*Exercise text*:
◇ ◇ ◇ ◇ ◇ ◇ ◇

Whether the practical improvements that will follow a further Parliamentary Reform will be equal to these, the future must disclose; but whatever they may be, it is already certain that they are not at the present time regarded as improvements by the House, for if the House thought so, there is nothing to hinder it from adopting them.
Sir, there is a better way of persuading possessors of power to give up a part of it; not by telling them that they make a bad use of their power - which, if it were true, they could not be expected to be aware of - but by reminding them of what they are aware of: their own fallibility.
Sir, we all of us know that we hold many erroneous opinions, but we do not know which of our opinions these are, for if we did they would not be our opinions. Therefore, reflecting men take precautions beforehand against their own errors, without waiting till they and all other people are agreed about the particular instances; and if there are things which, from their mental habits or their position in life, are in danger of escaping their notice, they are glad to associate themselves with others of different habits and positions, which very fact peculiarly qualifies them to see the precise things which they themselves do not see.
Believing the House to be composed of reasonable men, this is what we ask them to do.

Every class knows some things not so well known to other people, and every class, has interests which are more or less special to itself, and for which no protection is so effectual as its own. These may be à priori doctrines - but so is the doctrine that a straight line is the shortest distance between two points; they are as much truths of common sense and common observation as that is, and persons of common sense act upon them with the same perfect confidence. I claim the benefit of these principles for the working classes. They require it more than any other class.

◇ ◇ ◇ ◇ ◇ ◇ ◇

*Extracted data*:
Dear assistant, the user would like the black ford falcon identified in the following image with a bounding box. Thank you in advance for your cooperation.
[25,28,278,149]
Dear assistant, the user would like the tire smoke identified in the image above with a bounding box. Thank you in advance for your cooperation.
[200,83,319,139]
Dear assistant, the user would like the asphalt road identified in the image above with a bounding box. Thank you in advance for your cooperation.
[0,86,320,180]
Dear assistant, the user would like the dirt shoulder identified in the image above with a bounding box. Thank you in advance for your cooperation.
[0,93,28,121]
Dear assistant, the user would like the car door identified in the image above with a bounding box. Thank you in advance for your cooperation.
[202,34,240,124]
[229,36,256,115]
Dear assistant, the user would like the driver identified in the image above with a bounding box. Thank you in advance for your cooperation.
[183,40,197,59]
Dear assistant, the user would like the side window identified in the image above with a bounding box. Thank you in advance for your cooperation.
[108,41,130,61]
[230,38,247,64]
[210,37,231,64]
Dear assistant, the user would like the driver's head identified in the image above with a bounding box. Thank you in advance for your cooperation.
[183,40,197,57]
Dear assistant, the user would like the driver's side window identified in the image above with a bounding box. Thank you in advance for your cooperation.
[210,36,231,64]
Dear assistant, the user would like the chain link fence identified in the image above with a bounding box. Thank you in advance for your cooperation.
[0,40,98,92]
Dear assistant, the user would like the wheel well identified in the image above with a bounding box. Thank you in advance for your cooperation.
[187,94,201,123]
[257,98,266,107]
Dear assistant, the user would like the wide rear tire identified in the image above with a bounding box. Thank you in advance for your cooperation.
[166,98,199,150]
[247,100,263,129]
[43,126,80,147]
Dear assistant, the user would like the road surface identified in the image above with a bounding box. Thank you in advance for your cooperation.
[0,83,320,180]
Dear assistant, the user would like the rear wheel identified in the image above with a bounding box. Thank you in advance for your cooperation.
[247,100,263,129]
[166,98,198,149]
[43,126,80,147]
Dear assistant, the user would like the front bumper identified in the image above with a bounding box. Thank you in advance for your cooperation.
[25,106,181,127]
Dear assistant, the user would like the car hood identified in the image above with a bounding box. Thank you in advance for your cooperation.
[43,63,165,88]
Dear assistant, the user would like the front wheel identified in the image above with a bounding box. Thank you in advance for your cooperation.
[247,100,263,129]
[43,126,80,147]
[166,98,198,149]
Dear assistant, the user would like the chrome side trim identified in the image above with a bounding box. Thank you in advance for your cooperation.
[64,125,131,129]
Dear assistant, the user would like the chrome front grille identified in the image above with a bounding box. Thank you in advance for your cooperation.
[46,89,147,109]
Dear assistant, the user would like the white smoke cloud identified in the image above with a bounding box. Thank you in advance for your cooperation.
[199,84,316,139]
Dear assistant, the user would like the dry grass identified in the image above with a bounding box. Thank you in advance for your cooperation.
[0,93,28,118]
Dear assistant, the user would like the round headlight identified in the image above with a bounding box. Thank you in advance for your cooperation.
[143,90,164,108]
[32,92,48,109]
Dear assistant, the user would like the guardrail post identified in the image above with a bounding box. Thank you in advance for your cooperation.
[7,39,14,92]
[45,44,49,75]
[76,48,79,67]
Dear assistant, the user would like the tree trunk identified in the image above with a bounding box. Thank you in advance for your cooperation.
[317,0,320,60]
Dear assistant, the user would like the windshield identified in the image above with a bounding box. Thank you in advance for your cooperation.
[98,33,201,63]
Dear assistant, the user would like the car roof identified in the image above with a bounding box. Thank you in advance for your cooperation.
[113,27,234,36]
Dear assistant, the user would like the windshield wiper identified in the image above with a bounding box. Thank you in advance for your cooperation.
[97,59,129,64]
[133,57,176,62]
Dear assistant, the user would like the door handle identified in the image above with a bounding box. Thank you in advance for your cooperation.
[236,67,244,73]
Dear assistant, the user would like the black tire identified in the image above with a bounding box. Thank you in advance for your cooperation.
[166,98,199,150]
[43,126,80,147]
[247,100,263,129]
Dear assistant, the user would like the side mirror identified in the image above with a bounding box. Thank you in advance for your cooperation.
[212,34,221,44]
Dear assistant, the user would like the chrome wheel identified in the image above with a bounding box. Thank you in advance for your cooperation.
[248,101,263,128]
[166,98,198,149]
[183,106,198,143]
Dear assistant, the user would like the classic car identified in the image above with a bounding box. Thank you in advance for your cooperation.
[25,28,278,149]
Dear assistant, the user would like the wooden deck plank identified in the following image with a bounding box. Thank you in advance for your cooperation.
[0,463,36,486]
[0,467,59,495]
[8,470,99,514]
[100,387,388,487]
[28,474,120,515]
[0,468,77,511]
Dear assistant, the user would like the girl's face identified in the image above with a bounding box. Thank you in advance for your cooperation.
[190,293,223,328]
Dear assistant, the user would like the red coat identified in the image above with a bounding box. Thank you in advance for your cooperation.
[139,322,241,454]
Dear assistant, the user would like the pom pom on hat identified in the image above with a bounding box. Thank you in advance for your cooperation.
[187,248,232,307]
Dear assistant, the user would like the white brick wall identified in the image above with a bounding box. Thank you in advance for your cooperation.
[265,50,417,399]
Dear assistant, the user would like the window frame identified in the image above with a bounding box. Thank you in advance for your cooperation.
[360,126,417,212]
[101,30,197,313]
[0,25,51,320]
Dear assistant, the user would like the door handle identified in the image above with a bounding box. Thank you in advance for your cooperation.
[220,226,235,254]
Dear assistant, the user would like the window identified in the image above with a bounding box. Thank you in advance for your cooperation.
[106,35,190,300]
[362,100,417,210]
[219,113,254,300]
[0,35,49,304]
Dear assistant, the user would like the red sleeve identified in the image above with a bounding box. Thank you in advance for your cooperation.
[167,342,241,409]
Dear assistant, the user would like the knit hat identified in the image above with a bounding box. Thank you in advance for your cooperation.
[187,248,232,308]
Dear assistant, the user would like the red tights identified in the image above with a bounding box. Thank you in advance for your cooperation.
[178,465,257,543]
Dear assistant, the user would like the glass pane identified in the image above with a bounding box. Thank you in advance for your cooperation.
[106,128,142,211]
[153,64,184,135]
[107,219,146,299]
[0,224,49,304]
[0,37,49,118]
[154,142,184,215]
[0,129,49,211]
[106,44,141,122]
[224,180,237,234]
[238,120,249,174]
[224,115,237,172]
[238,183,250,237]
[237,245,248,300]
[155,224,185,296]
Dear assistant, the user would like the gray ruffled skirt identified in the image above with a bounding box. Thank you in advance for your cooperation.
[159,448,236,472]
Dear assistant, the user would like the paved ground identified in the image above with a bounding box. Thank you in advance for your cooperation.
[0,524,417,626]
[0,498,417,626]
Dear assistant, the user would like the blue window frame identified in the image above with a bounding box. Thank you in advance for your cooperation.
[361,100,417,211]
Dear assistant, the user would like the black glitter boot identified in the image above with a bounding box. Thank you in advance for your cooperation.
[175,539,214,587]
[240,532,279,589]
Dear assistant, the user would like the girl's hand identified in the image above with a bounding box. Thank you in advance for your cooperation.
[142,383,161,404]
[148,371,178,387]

◇ ◇ ◇ ◇ ◇ ◇ ◇

*Activity A*:
Decide whether each statement below agrees with the speech on Parliamentary Reform. Answer yes or no for each, and quote the words of the speech that decide it.
(i) The speaker says the practical improvements are already regarded as improvements by the House.
(ii) The speaker says reflecting men take precautions beforehand against their own errors.
(iii) The speaker says the working classes need the benefit of these principles less than any other class.
*Activity B*:
Answer these questions from the speech on Parliamentary Reform.
(i) What does the speaker propose reminding possessors of power of?
(ii) Which geometric doctrine is given as another à priori doctrine?
(iii) For whom does the speaker claim the benefit of these principles?
*Activity C*: Carry on the speech on Parliamentary Reform, beginning right after its final sentence.

*Response A*:
(i) No: "it is already certain that they are not at the present time regarded as improvements by the House"
(ii) Yes: "reflecting men take precautions beforehand against their own errors"
(iii) No: "They require it more than any other class."

*Response B*:
(i) Their own fallibility.
(ii) The doctrine that a straight line is the shortest distance between two points.
(iii) The working classes.

*Response C*:
The class of lawyers, or the class of merchants, is amply represented, though there are no constituencies in which lawyers or merchants form the majority. But a successful lawyer or merchant easily gets into Parliament by his wealth or social position, and once there, is as good a representative of lawyers or merchants as if he had been elected on purpose; but no constituency elects a working man, or a man who looks at questions with working men's eyes. Is there, I wonder, a single Member of this House who thoroughly knows the working men's view of trades unions, or of strikes, and could bring it before the House in a manner satisfactory to working men? My hon. Friend the Member for Brighton, if any one; perhaps not even he.

Are there many of us who so perfectly understand the subject of apprenticeships, let us say, or of the hours of labour, as to have nothing to learn on the subject from intelligent operatives? I grant that, along with many just ideas and much valuable knowledge, you would sometimes find pressed upon you erroneous opinions, mistaken views of what is for the interest of labour; and I am not prepared to say that if the labouring classes were predominant in the House, attempts might not be made to carry some of these wrong notions into practice.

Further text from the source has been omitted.